- Born: November 30 Katwa, Purba Bardhaman, West Bengal
- Occupations: Actress; Dancer; Singer;
- Years active: 2019–present
- Known for: Trinayani; Desher Maati; Jowar Bhanta;

= Shruti Das =

Indian actress

Shruti Das is an Indian film and television actress. She is best known for the daily television soaps Trinayani, Desher Maati and Jowar Bhanta. Das made her debut with Trinayani, in the lead role. It was streamed on Zee Bangla. It was followed with Desher Maati streamed on Star Jalsha. She played the principal antagonist in Jowar Bhata, which was aired on Zee Bangla.

· · · · ·

Directive A >> For each statement, say whether the Shruti Das profile supports it, and quote the deciding words: (i) Das's debut was a lead role in Trinayani. (ii) Desher Maati was streamed on Zee Bangla. (iii) Singing is among Das's listed occupations.
Directive B >> Translate this sentence from the Shruti Das profile into Spanish: "Shruti Das is an Indian film and television actress."
The material here comes from a different source.

(Records excerpted from a collection)
· · · · ·

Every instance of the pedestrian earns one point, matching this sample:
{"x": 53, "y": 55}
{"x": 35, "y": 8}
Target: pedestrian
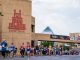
{"x": 4, "y": 45}
{"x": 22, "y": 50}
{"x": 11, "y": 49}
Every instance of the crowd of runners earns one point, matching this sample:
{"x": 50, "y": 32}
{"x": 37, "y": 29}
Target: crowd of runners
{"x": 27, "y": 50}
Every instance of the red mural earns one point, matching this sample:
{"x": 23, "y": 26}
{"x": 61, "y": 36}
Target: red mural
{"x": 17, "y": 22}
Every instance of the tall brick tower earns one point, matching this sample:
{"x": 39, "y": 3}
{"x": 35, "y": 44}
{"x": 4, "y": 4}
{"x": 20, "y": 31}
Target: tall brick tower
{"x": 16, "y": 21}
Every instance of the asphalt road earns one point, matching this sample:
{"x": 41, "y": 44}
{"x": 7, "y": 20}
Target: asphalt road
{"x": 43, "y": 58}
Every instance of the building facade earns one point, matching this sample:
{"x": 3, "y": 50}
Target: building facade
{"x": 17, "y": 25}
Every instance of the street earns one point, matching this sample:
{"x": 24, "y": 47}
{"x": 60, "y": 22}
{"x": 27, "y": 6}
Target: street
{"x": 44, "y": 58}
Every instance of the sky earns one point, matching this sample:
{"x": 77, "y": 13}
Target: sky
{"x": 62, "y": 16}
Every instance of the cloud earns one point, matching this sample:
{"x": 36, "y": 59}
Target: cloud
{"x": 63, "y": 16}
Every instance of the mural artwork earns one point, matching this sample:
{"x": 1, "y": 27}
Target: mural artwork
{"x": 17, "y": 22}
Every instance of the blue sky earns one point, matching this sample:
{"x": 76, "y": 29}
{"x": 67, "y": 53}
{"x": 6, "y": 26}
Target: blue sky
{"x": 63, "y": 16}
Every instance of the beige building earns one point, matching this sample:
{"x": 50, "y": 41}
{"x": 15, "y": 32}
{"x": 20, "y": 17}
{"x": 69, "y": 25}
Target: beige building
{"x": 17, "y": 24}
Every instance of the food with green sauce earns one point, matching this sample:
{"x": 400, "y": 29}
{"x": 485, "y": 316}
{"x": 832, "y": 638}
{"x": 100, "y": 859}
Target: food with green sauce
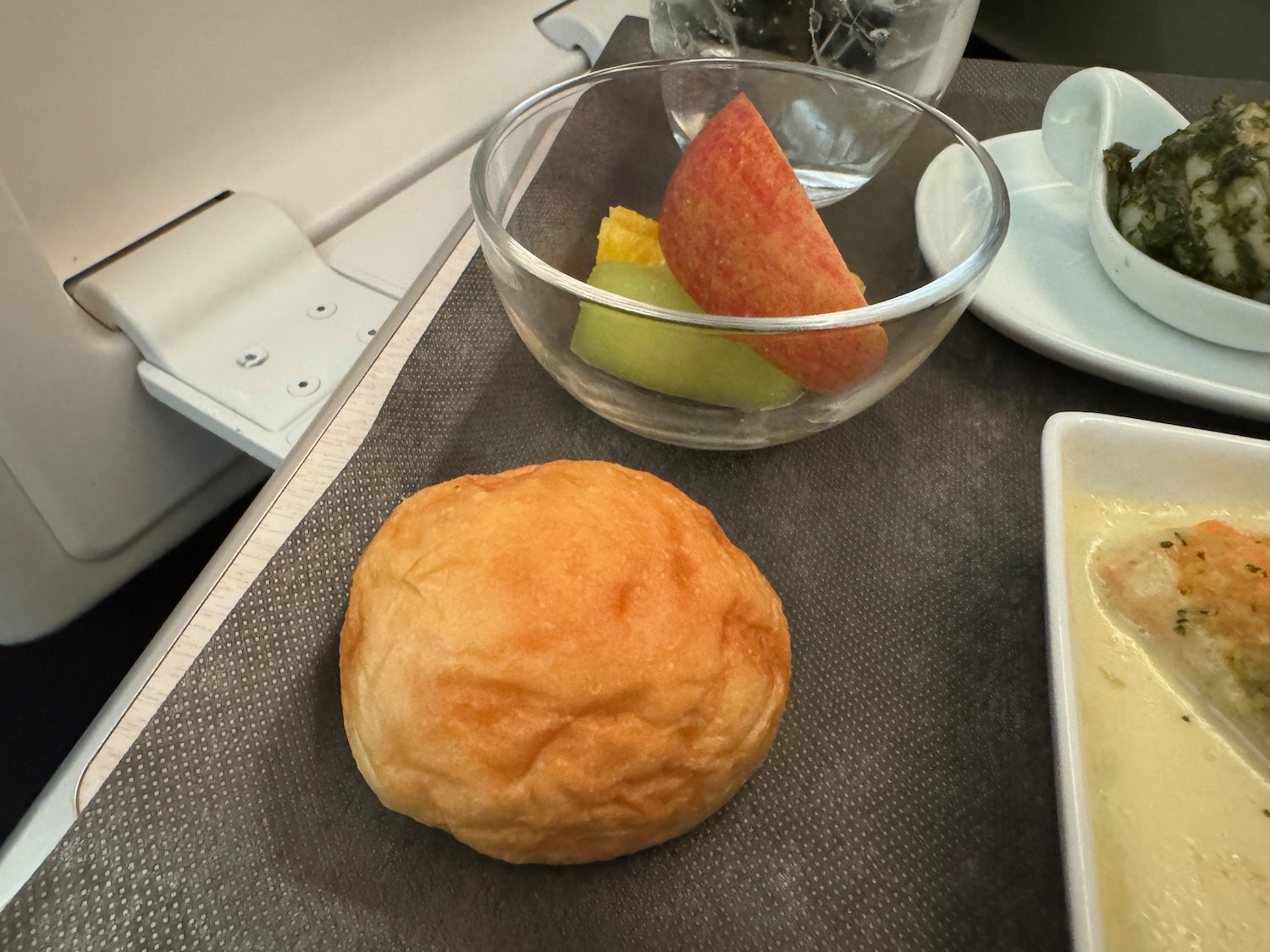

· · · · ·

Task response A >>
(i) Yes: "Das made her debut with Trinayani, in the lead role."
(ii) No: "It was followed with Desher Maati streamed on Star Jalsha."
(iii) Yes: "Occupations: Actress; Dancer; Singer;"

Task response B >> Shruti Das es una actriz india de cine y televisión.